== Material

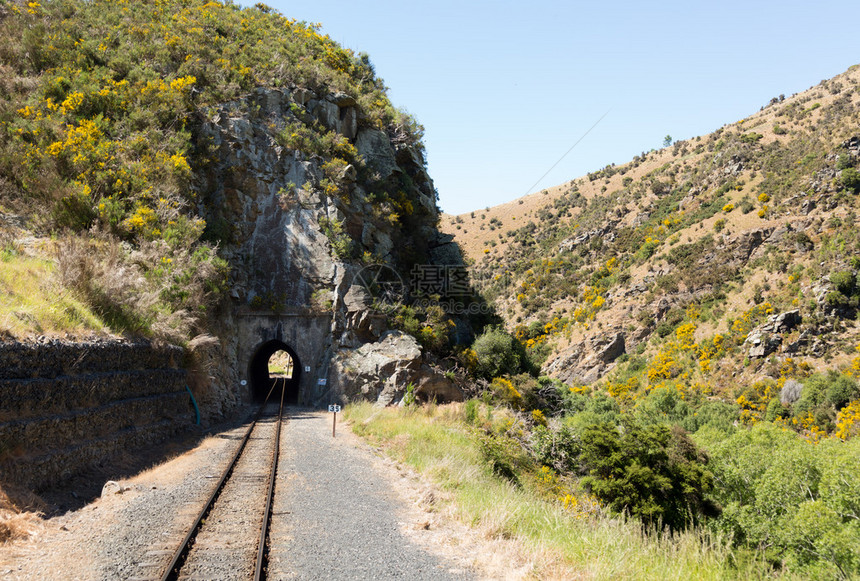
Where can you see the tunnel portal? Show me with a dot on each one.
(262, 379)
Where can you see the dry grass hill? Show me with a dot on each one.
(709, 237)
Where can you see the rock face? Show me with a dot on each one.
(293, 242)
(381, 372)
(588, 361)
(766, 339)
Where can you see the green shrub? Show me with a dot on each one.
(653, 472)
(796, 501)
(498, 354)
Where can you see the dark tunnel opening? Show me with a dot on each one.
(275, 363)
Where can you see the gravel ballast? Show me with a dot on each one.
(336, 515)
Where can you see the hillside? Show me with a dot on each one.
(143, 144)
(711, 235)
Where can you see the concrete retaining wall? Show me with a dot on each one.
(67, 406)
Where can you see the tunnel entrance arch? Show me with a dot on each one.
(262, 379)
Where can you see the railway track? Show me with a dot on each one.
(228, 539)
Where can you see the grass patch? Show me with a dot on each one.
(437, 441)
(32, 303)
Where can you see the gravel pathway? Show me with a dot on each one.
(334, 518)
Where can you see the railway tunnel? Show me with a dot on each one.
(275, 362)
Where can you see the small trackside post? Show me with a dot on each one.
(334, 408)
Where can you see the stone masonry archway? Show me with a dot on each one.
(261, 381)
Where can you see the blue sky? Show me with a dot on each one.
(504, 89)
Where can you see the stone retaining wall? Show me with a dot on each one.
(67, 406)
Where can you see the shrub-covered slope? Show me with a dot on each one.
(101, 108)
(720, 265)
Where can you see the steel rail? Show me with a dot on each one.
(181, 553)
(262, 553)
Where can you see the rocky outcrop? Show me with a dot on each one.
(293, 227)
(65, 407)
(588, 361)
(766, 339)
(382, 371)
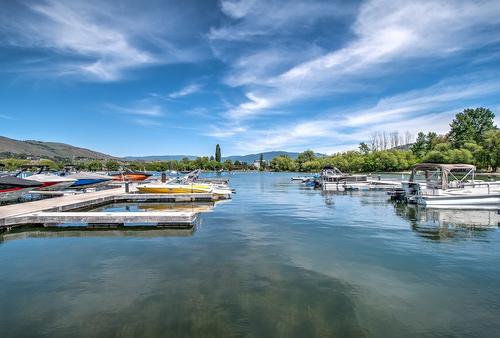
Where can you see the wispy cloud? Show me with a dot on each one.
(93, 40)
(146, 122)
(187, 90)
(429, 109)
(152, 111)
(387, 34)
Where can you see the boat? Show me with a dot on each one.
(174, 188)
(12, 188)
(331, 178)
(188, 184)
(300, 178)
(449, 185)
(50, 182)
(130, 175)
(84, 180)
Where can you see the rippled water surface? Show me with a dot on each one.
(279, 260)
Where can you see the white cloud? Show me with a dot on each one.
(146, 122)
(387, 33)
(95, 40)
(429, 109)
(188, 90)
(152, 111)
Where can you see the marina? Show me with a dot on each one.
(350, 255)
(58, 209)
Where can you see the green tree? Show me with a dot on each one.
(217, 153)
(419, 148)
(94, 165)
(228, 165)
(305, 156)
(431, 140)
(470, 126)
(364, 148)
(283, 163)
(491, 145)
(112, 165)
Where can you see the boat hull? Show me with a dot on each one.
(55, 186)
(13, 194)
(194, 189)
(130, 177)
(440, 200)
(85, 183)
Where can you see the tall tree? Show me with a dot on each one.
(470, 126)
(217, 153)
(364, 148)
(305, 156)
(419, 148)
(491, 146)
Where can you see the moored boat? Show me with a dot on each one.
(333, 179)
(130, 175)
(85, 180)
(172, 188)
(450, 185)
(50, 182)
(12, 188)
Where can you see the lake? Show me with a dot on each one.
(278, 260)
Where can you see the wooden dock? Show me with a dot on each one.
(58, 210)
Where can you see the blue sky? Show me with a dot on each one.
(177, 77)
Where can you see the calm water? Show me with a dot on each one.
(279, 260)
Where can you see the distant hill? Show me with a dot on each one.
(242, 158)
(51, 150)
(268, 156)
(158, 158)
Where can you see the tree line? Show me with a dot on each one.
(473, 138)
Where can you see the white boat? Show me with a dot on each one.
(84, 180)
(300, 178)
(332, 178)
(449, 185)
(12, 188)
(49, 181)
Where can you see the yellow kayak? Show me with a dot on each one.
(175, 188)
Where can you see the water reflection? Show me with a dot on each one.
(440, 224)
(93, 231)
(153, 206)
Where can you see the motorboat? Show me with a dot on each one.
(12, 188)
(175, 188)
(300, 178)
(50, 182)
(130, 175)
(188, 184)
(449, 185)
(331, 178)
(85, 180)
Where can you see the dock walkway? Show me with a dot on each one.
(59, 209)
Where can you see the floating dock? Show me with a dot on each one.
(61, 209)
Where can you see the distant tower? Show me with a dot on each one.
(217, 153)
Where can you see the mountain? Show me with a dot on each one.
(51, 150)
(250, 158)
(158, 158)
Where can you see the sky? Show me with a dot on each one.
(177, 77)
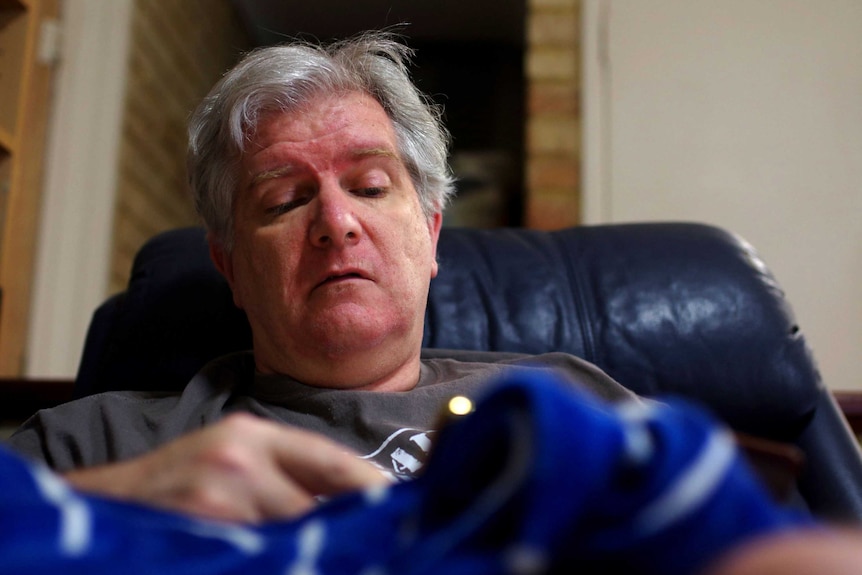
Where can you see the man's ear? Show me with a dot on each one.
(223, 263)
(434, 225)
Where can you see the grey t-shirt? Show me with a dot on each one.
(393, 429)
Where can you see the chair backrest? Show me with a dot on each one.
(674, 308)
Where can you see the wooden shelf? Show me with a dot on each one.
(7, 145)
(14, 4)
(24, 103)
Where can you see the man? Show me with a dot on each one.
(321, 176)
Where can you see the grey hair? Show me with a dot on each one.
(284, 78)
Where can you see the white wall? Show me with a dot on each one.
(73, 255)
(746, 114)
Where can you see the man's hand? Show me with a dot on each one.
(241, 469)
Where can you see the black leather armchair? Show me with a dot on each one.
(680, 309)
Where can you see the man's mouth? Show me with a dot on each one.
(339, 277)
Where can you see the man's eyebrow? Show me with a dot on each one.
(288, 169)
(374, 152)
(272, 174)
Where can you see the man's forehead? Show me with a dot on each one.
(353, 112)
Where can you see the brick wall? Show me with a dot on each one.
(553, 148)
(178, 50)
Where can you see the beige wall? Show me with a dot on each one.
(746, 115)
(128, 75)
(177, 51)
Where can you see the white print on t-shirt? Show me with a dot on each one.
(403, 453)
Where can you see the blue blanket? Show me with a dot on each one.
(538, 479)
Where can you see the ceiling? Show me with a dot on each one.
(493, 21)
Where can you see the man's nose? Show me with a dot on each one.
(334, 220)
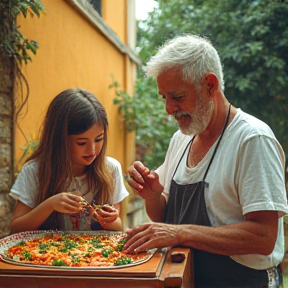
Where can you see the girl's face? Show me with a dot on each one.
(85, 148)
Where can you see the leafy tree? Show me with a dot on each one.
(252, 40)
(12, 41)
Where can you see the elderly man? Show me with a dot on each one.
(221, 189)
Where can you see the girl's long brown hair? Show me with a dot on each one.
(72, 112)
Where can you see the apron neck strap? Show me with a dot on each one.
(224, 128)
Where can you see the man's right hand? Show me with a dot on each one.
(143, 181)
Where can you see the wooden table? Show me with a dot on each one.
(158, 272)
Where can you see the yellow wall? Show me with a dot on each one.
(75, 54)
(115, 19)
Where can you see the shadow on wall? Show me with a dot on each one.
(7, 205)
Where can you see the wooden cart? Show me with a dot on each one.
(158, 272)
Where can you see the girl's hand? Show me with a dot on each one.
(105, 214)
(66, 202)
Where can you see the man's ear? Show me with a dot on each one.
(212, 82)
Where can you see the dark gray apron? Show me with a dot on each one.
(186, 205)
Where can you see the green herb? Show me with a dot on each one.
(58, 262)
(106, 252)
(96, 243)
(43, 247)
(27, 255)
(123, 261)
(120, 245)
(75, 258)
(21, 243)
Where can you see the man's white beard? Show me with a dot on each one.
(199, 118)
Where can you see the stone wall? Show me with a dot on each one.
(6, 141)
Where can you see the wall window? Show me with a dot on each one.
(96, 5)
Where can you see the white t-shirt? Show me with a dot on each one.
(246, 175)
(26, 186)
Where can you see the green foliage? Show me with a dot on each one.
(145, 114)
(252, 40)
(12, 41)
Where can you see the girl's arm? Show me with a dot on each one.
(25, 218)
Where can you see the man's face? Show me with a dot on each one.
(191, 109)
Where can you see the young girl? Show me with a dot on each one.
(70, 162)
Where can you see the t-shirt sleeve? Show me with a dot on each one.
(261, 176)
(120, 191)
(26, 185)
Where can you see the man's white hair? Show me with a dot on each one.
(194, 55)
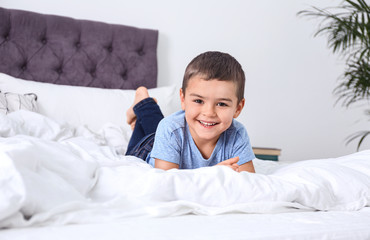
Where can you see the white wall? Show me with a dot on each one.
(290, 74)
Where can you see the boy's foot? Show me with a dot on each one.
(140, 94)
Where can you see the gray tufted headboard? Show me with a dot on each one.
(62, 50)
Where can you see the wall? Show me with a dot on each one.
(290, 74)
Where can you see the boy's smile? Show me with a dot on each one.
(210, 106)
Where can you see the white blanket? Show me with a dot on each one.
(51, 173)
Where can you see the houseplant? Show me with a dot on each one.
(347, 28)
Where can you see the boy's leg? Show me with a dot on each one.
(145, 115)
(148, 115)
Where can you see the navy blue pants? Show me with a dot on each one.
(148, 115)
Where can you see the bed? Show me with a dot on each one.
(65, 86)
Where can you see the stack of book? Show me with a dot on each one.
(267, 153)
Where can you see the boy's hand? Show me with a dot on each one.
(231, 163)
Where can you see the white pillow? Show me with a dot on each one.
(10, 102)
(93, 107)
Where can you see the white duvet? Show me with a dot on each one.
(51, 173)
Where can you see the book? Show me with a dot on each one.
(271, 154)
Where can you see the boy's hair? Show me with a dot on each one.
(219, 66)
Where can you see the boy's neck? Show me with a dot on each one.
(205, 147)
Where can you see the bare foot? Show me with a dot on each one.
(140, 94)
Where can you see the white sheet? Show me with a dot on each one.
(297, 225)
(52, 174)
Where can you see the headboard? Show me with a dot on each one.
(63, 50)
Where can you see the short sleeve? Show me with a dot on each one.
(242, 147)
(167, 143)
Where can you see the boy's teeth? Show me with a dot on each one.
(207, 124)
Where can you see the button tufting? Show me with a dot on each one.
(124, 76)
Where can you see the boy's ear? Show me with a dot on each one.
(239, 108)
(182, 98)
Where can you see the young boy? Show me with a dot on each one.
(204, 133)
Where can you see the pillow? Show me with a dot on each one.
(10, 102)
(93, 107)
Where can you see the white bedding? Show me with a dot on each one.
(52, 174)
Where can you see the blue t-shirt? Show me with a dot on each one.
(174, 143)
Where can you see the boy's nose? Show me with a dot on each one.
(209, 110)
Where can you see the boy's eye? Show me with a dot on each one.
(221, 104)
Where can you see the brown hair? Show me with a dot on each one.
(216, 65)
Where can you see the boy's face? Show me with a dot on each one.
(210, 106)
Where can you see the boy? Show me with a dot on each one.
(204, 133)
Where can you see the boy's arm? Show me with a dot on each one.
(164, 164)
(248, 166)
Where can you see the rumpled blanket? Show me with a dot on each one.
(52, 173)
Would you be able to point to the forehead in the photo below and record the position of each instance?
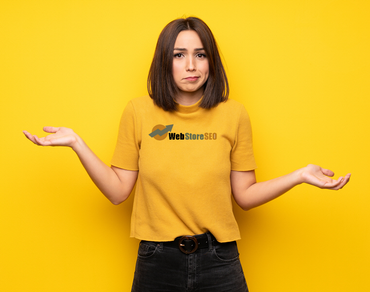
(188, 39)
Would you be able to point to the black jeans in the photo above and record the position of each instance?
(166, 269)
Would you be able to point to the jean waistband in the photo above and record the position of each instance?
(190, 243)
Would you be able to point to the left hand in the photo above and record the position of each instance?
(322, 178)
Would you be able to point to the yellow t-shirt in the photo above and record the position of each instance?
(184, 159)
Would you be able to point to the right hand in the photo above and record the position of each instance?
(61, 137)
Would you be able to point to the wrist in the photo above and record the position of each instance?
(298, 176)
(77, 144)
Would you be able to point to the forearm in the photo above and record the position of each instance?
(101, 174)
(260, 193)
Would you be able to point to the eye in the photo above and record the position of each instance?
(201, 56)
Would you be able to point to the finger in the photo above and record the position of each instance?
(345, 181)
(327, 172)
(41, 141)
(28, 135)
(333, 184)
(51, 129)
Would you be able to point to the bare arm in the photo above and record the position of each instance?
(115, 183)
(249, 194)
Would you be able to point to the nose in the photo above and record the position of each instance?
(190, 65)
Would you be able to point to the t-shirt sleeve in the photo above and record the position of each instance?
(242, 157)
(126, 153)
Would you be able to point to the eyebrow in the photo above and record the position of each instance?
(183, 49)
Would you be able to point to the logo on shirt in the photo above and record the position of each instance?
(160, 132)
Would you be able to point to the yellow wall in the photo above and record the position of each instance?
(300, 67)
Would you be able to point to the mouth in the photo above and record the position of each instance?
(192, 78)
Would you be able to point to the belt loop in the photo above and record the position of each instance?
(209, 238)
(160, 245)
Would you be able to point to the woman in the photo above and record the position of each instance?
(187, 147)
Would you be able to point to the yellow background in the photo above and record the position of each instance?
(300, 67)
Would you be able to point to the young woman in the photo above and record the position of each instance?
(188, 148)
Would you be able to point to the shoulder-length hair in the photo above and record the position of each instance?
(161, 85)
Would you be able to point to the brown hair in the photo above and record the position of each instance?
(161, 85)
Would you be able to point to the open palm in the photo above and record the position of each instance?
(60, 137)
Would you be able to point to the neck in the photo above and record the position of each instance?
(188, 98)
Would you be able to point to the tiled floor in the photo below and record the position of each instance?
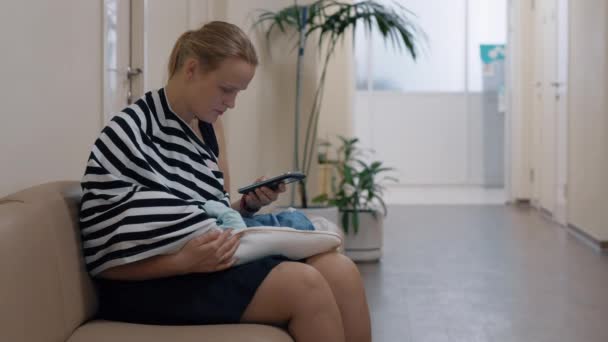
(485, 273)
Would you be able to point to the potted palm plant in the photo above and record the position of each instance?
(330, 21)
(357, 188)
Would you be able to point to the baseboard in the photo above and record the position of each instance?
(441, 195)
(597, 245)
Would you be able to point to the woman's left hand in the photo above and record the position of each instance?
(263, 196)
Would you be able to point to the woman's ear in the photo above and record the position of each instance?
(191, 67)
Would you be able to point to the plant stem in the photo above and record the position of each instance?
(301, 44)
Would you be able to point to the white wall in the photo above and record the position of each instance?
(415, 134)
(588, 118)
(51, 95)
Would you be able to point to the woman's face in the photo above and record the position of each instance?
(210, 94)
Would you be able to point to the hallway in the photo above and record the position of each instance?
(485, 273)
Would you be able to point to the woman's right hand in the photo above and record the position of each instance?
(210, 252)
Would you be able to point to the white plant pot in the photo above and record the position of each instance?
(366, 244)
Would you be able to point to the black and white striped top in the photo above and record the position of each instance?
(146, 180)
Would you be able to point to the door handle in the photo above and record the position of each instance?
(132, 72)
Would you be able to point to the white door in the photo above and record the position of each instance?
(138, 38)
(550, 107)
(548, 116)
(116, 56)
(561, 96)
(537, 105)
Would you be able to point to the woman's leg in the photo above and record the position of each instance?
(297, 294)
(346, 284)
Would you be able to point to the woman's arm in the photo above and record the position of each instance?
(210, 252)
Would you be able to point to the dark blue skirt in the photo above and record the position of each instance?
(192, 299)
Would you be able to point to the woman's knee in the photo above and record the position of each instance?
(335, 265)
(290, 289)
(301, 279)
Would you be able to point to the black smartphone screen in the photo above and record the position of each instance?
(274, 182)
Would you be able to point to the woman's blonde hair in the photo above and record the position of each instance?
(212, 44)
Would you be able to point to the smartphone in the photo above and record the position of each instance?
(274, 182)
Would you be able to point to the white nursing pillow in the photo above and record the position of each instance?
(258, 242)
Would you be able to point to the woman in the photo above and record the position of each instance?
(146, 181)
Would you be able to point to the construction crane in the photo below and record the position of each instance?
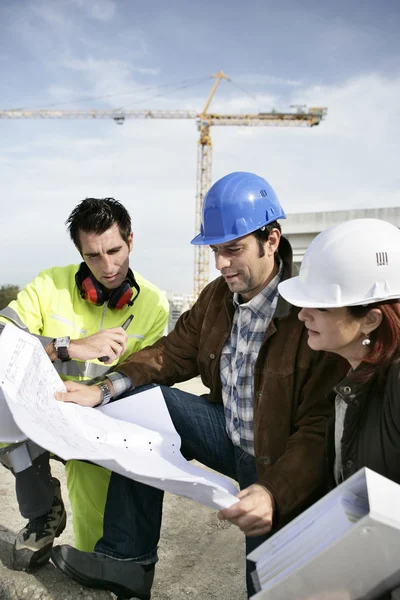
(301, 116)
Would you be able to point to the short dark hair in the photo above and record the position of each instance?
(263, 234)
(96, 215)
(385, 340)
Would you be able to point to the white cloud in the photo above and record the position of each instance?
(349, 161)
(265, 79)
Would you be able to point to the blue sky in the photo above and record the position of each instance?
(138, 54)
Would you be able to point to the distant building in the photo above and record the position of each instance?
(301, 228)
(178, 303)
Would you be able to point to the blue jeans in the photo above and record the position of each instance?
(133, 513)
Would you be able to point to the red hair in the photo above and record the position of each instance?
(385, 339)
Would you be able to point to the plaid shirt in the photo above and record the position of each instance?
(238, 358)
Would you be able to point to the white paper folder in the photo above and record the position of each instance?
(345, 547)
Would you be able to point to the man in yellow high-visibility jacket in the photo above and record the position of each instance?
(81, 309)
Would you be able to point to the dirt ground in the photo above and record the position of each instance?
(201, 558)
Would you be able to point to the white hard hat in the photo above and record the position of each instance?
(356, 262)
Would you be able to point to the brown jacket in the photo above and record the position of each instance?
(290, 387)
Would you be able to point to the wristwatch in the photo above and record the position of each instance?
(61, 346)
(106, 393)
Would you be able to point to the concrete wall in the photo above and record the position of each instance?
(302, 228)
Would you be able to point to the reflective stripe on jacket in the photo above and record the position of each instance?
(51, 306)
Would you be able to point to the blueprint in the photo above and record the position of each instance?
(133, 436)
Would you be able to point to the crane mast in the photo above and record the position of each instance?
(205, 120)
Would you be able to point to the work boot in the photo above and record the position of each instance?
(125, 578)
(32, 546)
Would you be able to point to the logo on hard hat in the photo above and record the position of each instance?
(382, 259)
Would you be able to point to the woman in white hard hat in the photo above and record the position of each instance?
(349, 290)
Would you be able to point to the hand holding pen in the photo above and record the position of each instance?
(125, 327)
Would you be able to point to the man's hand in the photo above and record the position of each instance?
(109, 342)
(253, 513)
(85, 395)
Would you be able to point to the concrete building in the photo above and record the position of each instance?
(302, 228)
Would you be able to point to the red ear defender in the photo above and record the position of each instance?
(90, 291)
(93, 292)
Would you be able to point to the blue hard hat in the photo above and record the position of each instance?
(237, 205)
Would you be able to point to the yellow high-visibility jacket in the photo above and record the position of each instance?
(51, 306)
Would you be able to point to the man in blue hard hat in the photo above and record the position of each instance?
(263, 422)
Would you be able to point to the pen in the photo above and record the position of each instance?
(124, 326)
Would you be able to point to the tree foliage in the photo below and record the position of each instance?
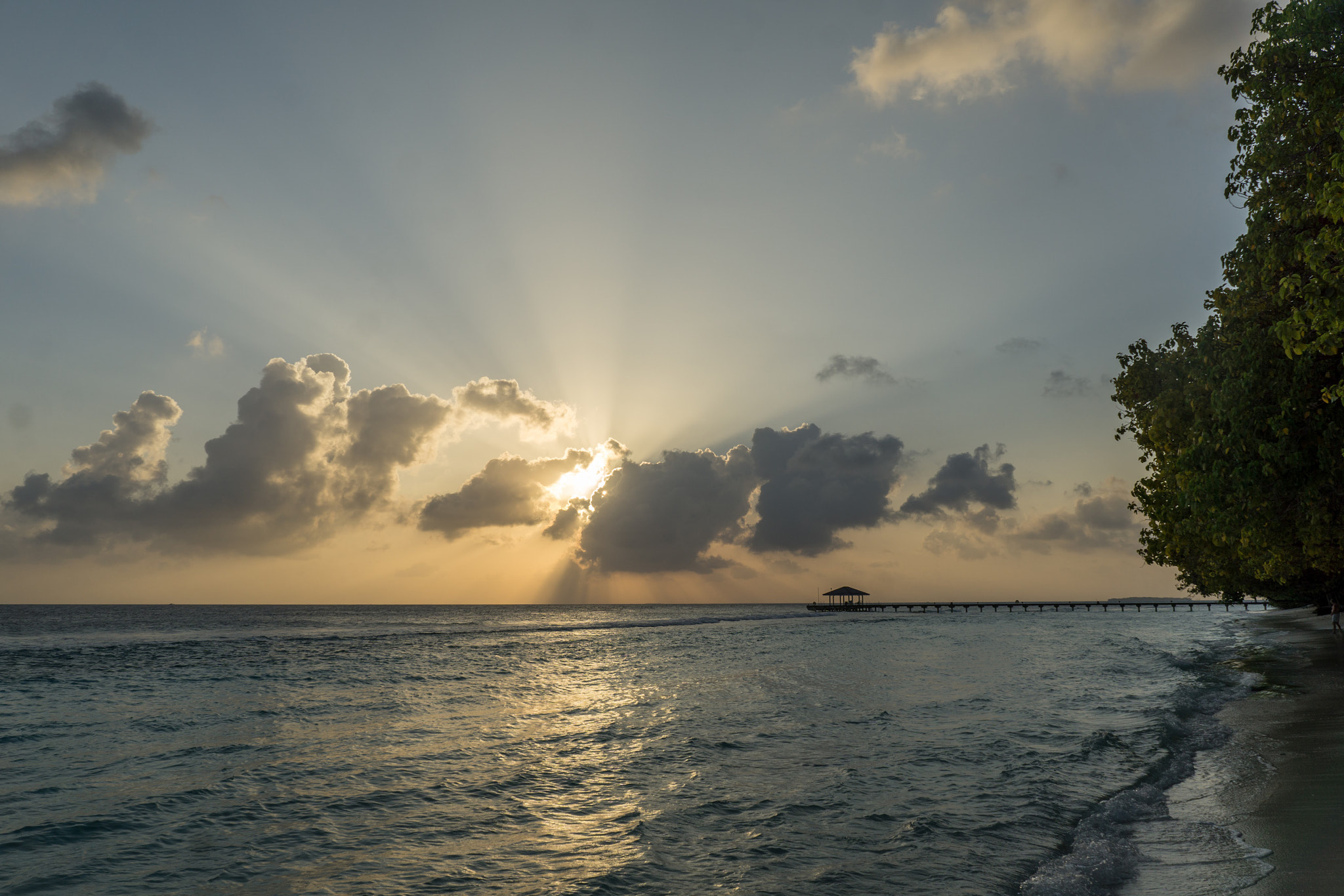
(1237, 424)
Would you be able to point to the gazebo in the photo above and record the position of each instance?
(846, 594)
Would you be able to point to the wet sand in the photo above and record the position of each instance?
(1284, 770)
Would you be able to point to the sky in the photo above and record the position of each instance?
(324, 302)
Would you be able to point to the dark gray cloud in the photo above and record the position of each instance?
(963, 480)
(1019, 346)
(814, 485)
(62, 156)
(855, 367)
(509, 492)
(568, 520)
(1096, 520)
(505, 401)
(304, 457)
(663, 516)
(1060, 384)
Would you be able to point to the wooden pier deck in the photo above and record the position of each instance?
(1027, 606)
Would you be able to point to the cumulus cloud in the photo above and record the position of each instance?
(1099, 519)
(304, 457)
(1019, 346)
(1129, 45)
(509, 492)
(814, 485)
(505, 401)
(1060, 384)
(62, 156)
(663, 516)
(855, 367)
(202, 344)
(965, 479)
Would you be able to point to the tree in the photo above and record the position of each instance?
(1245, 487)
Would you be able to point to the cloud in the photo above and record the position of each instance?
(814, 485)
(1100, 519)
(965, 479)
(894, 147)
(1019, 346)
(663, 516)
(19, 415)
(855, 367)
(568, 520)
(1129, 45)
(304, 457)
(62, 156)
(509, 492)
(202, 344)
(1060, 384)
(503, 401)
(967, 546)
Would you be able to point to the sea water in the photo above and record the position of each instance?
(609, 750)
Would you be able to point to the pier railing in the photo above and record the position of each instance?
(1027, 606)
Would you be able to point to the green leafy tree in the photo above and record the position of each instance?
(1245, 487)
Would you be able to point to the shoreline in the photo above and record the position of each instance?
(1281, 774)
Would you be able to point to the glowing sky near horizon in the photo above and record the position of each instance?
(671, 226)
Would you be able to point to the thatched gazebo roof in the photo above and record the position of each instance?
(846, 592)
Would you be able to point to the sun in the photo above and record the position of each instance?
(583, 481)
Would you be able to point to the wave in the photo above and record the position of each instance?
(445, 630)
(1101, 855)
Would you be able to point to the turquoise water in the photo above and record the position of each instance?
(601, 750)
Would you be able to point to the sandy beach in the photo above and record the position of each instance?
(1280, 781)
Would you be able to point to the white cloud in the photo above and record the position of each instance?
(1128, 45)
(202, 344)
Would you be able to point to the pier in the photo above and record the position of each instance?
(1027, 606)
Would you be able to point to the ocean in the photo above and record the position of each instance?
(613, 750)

====

**Written task:**
Repeat exactly, and only, the lines from the line containing "Would you be able to point to the tree in" through the last line of the records above, both included.

**Problem solution:**
Would you be able to point to the tree in the photo above and record the position of each instance?
(1245, 487)
Would you be able to point to the cloud in the photo above and record the position of each instance?
(814, 485)
(1100, 519)
(965, 479)
(894, 147)
(1019, 346)
(663, 516)
(19, 415)
(855, 367)
(568, 520)
(1129, 45)
(304, 457)
(62, 156)
(509, 492)
(202, 344)
(1060, 384)
(503, 401)
(967, 546)
Would you be able to point to the sea water in the photo above and record the position of each instance?
(609, 750)
Would you be able to point to the pier railing in the photo above and record the position of each instance?
(1027, 606)
Would you be able to point to the green leafy tree in the photo above and record the position of each instance?
(1245, 487)
Would you be able to point to the shoreline in the photo above and record the position of each instance?
(1281, 774)
Would you be able to point to the glowing sky near horizon in the photo above and record the position of each instance?
(671, 226)
Would you be able to point to the thatched gazebo roof in the photo above and record the position of each instance?
(846, 592)
Would you be able to point to the sun in the photo above and record the position of each instance?
(583, 481)
Would you be able to point to the wave in the photo above and record the position of each instance?
(445, 630)
(1101, 855)
Would you be able to point to the turquoise water in the photo above and record the position of each instance?
(601, 750)
Would you be able to point to the sandy beach in the photo above and record the position of each instance?
(1280, 781)
Would you be able to point to the white cloud in the photo above and record the position of each instance?
(1128, 45)
(202, 344)
Would you be able to point to the pier in the photo above and record the position of each instance?
(1027, 606)
Would you be able to point to the ocean in the photo above and record the position of each instance?
(613, 750)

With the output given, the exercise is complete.